*EXTRACT PROVIDED:*

---

With avian flu driving up the price of farmed fowl and eggs, biotech solutions to help us boost protein grow more important.
The problem becomes clear at breakfast: Eggs cost more as bird flu becomes endemic, and China’s loss of half their hog herd to swine flu battered bacon prices, says a Washington Post op-ed, which calls for biotech alternatives like lab-grown meat.
“It is kind of like the COVID of avian flu. Just when you think it’s gone, it comes back in another variation,” economist Robert Frick tells Semafor. “They thought that they’d had it knocked out by fall.”
Eggs had the biggest monthly and yearly price hike of any grocery item, Consumer Price Index data shows.
According to Semafor, Frick expects egg prices to start dropping in the next few month as the industry takes further steps to get the avian flu under control and increase the egg supply. He noted that other dairy items like milk and butter are up year-on-year.
“When you combine it all together, food prices are really painful now, maybe kind of the leading source of pain,” he said.
We have biotech solutions
With gene editing, we are able to develop birds resistant to avian flu. We can also prduce pigs resistant to deadly disease.
According to Iowa State University’s Veterinary College, Porcine Reproductive and Respiratory Syndrome (PRRS) is “the most economically significant disease to affect U.S. swine production since the eradication of classical swine fever.”
Genus PLC is a company that has developed pigs that are nearly identical to non-gene-edited pigs, “except they do not get sick from PRRS.”
The animal biotech market is also expected to grow rapidly in the coming years.
According to research from Polaris Industry Research, the worldwide animal biotechnology market—estimated at $22.59 billion in 2021—is anticipated to increase at a compound annual growth rate of 9.5% through 2030.
We’re also growing meat alternatives
UPSIDE Foods, which produces meat from animal cells cultivated in a lab, is getting close to FDA approval, said FDA Commissioner Robert M. Califf. The company says a cell line from one chicken can produce cultured meat for years, using less water and generating fewer greenhouse gas emissions.
The possibilities for biotech to build our food supply could be enhanced by policy to advance biotech solutions, including improved regulatory approval pathways, as well as better consumer education, experts say.

---

*TASK REQUIREMENTS:*
Copy the passage of the article on biotech and food prices that begins with the words "According to Semafor, Frick" and ends with "are up year-on-year.". You can ignore the lines that come after this article.

---

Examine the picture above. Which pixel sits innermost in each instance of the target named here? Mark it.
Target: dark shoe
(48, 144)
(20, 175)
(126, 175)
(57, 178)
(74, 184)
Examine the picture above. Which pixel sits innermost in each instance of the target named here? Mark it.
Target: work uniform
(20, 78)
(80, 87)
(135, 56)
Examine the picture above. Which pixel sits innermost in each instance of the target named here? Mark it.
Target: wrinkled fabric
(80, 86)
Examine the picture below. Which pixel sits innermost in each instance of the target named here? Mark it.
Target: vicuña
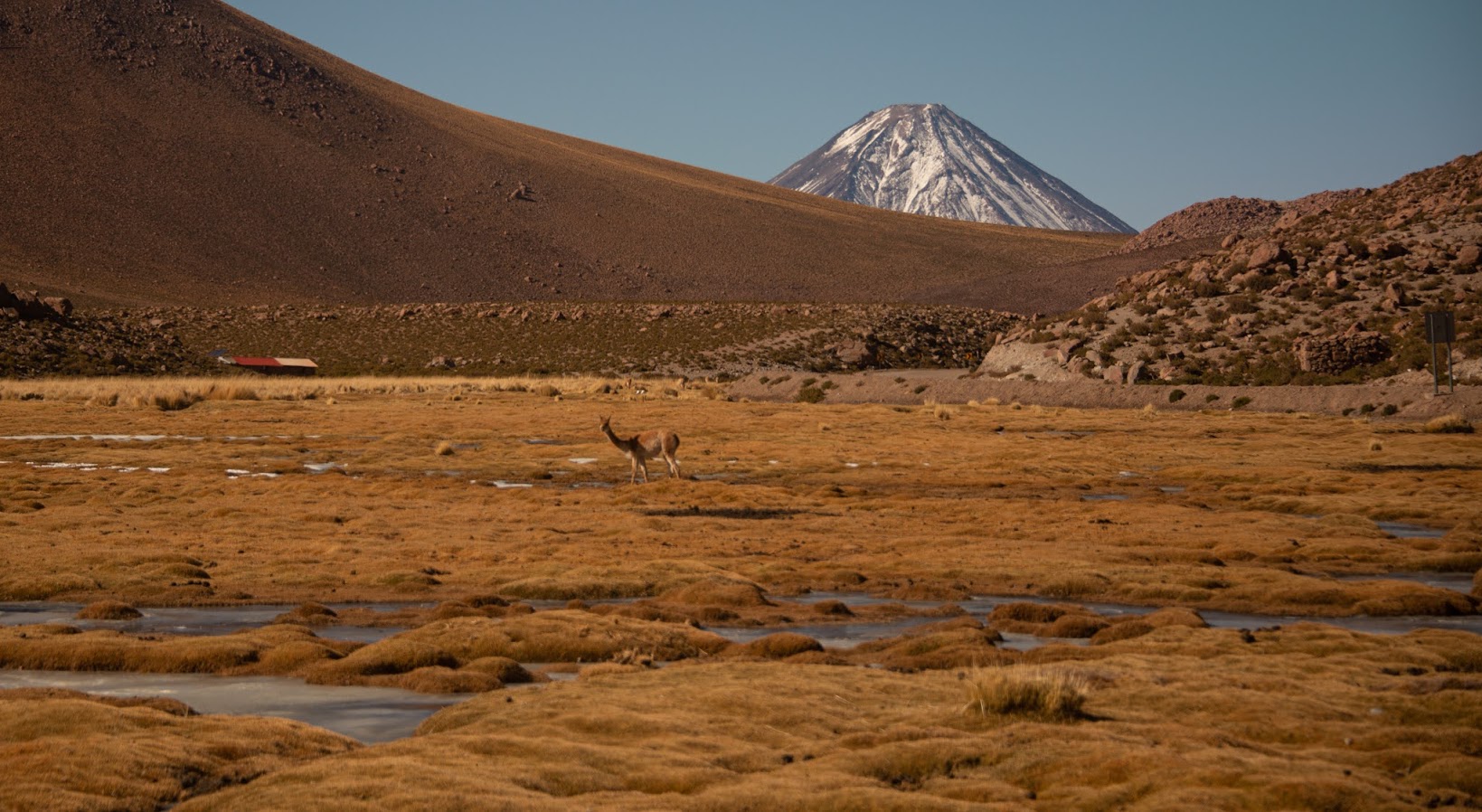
(640, 448)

---

*TASK RESPONSE:*
According to Semafor, Frick expects egg prices to start dropping in the next few month as the industry takes further steps to get the avian flu under control and increase the egg supply. He noted that other dairy items like milk and butter are up year-on-year.